What you need to do: From the first line to the last, print the records exactly, leaving out the pictures.

─── Available records ───

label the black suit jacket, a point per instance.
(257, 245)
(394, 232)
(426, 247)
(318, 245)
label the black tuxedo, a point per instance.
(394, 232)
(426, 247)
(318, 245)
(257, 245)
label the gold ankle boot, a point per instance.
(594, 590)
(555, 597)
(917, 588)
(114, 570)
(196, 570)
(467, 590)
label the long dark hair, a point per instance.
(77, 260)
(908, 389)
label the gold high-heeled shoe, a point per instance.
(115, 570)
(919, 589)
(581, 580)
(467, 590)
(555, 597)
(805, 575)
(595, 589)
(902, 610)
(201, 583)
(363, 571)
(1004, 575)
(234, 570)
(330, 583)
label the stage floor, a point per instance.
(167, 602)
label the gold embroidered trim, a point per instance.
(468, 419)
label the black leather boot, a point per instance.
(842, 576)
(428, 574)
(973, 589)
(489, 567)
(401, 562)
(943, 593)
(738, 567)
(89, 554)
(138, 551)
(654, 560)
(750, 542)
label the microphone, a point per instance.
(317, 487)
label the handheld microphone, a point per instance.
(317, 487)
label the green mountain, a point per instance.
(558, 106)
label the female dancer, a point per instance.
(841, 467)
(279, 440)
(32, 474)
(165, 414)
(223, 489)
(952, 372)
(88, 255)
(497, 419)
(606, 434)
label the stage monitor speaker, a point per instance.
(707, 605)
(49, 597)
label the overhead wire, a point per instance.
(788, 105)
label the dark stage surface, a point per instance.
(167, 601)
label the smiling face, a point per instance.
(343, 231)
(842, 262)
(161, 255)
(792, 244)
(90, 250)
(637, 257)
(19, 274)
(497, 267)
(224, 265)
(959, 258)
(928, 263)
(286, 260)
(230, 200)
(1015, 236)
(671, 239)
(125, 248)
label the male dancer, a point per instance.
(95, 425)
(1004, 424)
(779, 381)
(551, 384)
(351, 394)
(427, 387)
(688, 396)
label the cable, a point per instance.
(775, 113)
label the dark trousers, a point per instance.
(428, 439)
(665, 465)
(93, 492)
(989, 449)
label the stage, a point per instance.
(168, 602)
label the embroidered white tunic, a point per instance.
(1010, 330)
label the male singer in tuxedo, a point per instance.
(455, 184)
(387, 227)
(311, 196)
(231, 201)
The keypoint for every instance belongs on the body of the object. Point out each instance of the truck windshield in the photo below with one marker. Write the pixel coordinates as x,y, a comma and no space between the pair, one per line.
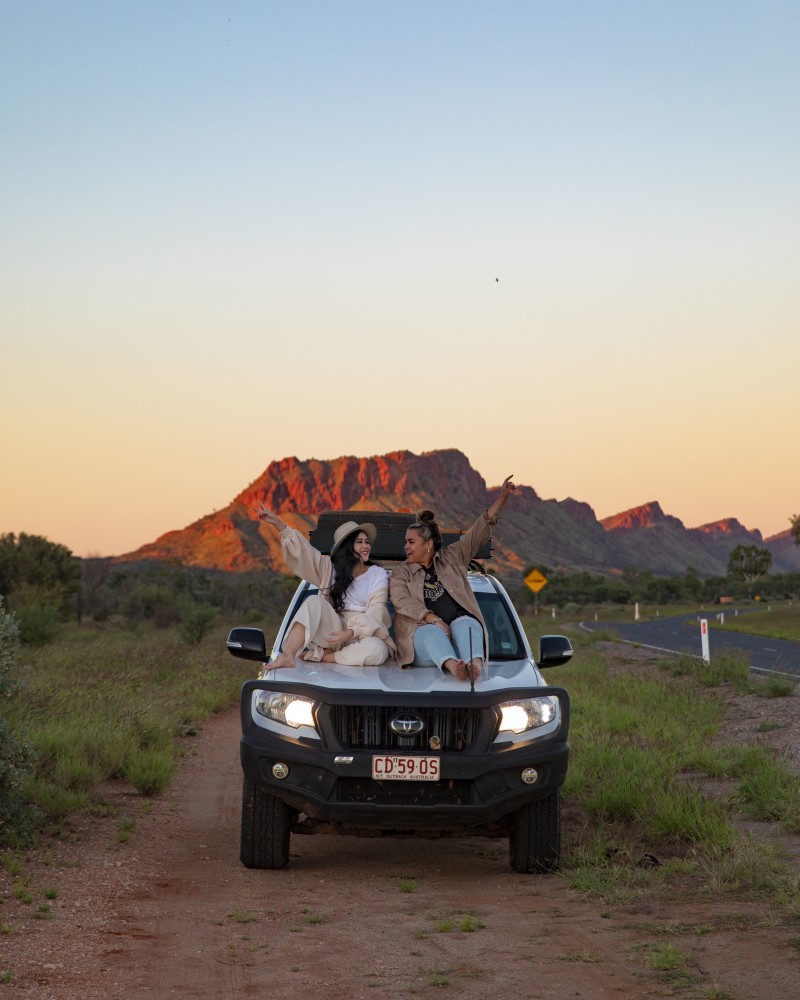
504,638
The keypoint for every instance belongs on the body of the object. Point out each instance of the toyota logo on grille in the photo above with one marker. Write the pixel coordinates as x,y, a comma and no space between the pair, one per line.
406,724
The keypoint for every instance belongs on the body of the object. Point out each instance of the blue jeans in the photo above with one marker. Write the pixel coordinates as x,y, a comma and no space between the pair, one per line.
432,647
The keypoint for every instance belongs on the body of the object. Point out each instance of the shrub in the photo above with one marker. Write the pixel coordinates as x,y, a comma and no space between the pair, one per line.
196,623
16,815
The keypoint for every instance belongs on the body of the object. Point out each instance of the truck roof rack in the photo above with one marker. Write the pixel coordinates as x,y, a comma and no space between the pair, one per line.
391,526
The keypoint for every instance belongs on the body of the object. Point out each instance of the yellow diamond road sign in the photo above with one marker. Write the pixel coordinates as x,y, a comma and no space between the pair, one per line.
535,580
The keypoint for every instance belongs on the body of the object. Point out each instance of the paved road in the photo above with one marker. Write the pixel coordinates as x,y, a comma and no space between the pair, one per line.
681,634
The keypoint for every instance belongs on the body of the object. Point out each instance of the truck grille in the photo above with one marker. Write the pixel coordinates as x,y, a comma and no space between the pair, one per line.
360,727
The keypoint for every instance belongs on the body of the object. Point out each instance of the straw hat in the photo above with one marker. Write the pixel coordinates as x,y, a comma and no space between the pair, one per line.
348,528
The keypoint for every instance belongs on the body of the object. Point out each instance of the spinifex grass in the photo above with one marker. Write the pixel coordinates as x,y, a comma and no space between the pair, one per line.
771,622
645,752
111,703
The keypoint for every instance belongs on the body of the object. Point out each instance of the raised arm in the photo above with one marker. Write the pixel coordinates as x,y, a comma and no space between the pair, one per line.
472,539
299,554
505,492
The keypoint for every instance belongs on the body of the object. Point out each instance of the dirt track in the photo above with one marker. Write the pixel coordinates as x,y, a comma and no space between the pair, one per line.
173,913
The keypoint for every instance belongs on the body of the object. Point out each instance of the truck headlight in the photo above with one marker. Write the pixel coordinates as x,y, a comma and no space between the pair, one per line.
291,709
528,713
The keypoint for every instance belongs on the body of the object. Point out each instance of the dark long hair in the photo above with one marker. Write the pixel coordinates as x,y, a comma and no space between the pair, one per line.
344,561
426,525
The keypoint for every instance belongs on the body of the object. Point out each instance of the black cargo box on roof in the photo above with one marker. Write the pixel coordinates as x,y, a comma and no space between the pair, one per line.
391,535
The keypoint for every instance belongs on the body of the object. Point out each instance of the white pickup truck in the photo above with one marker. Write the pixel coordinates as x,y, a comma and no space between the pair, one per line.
380,750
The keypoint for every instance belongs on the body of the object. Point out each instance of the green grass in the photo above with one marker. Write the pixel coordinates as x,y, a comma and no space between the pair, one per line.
645,757
109,702
773,622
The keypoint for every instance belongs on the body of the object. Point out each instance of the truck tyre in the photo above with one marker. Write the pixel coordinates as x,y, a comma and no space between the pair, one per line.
535,841
265,828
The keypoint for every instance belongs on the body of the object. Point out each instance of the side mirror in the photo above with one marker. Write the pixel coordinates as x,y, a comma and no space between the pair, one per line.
553,651
247,644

───

Problem solution:
label the black suit jacket, a point per instance.
(257, 245)
(394, 232)
(426, 247)
(318, 245)
label the black tuxedo, a point per instance.
(394, 232)
(426, 247)
(318, 245)
(257, 245)
label the gold ankle boot, a point per instance.
(594, 590)
(555, 597)
(917, 588)
(114, 570)
(196, 570)
(467, 590)
label the long dark hair, a point per instance.
(77, 260)
(908, 389)
label the gold high-heeled shoe, a point per instance.
(115, 570)
(919, 589)
(581, 580)
(467, 590)
(555, 597)
(805, 575)
(595, 589)
(902, 610)
(201, 583)
(363, 571)
(1004, 575)
(234, 570)
(330, 583)
label the stage floor, a point per instance.
(167, 602)
label the gold embroidered trim, a point per instance.
(468, 419)
label the black leather boot, a point per instance.
(842, 576)
(428, 574)
(973, 589)
(489, 567)
(401, 562)
(943, 593)
(738, 567)
(89, 554)
(138, 551)
(654, 560)
(750, 542)
label the microphone, a point per instance.
(317, 487)
label the handheld microphone, a point per instance.
(317, 487)
label the green mountain, a point per instance.
(558, 106)
label the female dancer, a point per instance.
(841, 467)
(279, 440)
(32, 474)
(165, 414)
(223, 489)
(952, 372)
(88, 255)
(497, 419)
(606, 434)
label the stage monitor speaker, a point per instance.
(707, 605)
(49, 597)
label the overhead wire, a point per instance.
(788, 105)
label the dark stage surface, a point per instance.
(167, 601)
label the smiling face, a point per instance.
(343, 231)
(842, 262)
(161, 255)
(792, 244)
(90, 250)
(637, 257)
(19, 274)
(497, 267)
(224, 265)
(959, 258)
(928, 263)
(286, 260)
(230, 200)
(1015, 236)
(671, 239)
(125, 248)
label the male dancer, a point per instance.
(95, 425)
(1004, 424)
(779, 381)
(551, 384)
(351, 394)
(427, 387)
(688, 396)
label the cable, a point per instance.
(775, 113)
label the dark trousers, a point per instance.
(428, 439)
(665, 465)
(93, 492)
(989, 449)
label the stage, a point per instance.
(168, 602)
label the embroidered white tunic, a point per instance.
(1010, 330)
label the male singer in tuxedo, a point per instance.
(455, 184)
(387, 227)
(311, 196)
(231, 201)
The keypoint for every instance belongs on the body of the object. Point out each instance of the truck windshield in the photo below with one marker. Write the pixel coordinates as x,y, a comma and no space between the pair, one per line.
504,638
The keypoint for every instance belongs on the body of the object. Point out each instance of the toyota logo on grille in the photo above with one marker. Write the pixel coordinates as x,y, a comma and no space between the pair, one per line.
406,724
The keypoint for every instance belongs on the body of the object. Point out each instance of the blue jeans in the photo above with one marker. Write the pixel coordinates as x,y, a comma and no space between the pair, one per line.
432,647
The keypoint for every instance belongs on the body of the object. Point out each instance of the shrub in the photo above with one marker. Write the pixel coordinates as x,y, a comma and no space between the pair, one per line.
196,623
16,815
The keypoint for every instance belongs on the body of the object. Point out each instance of the truck roof rack in the photo above with one marker. Write the pixel coordinates as x,y, a comma and no space between the pair, one per line.
391,526
The keypoint for every instance belongs on the body of the object. Point out each instance of the yellow diamond road sign in the photo above with one marker. Write the pixel coordinates as x,y, a comma and no space between the pair, one per line.
535,580
The keypoint for every instance belongs on the body of the object. Point out each instance of the paved road in the photo above with one marker. Write the pixel coordinates as x,y, a comma and no space between the pair, one per line.
681,634
The keypoint for every instance belongs on the body of the object. Point out each instance of the truck grille in the photo above with one marker. Write the pixel coordinates as x,y, a comma and no space between the pair, one per line.
360,727
The keypoint for every instance belongs on the body of the object. Point out each instance of the straw hat in the photo above with one marker. Write the pixel coordinates as x,y, a comma and no space between the pair, one per line.
348,528
The keypoint for every instance belongs on the body of the object. Point out each instance of the spinifex grass in the photo above with one marker. Write the pixel coordinates as x,y, a comma and no space between the pair, one per line.
771,622
645,752
111,703
The keypoint for every instance belongs on the body of the object. Point out each instance of the raised arm in the photo above with one marker. Write the pixel coordinates as x,y, a comma and no space between the pair, one per line.
472,539
299,554
505,492
The keypoint for every instance belongs on the body of the object. Point out each instance of the dirt track in the photo above with one marker. Write the pixel coordinates as x,y, a comma and no space between the pair, one per line.
173,913
The keypoint for every instance belongs on the body of the object. Point out each instance of the truck headlight in the photo above with one marker. Write the pixel coordinates as x,y, a comma and no space between the pair, one per line.
291,709
528,713
The keypoint for every instance belongs on the body of the object. Point out each instance of the dark long hair in the photo above with one marker. Write the pixel coordinates as x,y, a comma and no space between the pair, one per line.
344,561
426,525
The keypoint for every instance belongs on the body of the object. Point out each instance of the black cargo box on roof in the photo above with one marker. Write the pixel coordinates as x,y, a comma and no space between the pair, one per line.
391,535
The keypoint for every instance belongs on the body of the object. Point out each instance of the white pickup truck in the photo above with one marker. Write the pixel coordinates as x,y, a comma and no space between the pair, one per line.
380,750
The keypoint for every instance belongs on the body of the object. Point out each instance of the green grass in the photo above with one marker. Write the pixel coordinates as x,y, a comma and no space between the pair, one per line.
645,757
109,702
773,622
The keypoint for every instance belongs on the body of the object. Point out each instance of the truck tyre in the photo above with one marker. Write the pixel coordinates as x,y, a comma and no space between the pair, one per line.
535,841
265,828
The keypoint for every instance belongs on the body of the object. Point out each instance of the side mirror in the photo above with one marker. Write the pixel coordinates as x,y, a comma and no space between the pair, one per line.
553,651
247,644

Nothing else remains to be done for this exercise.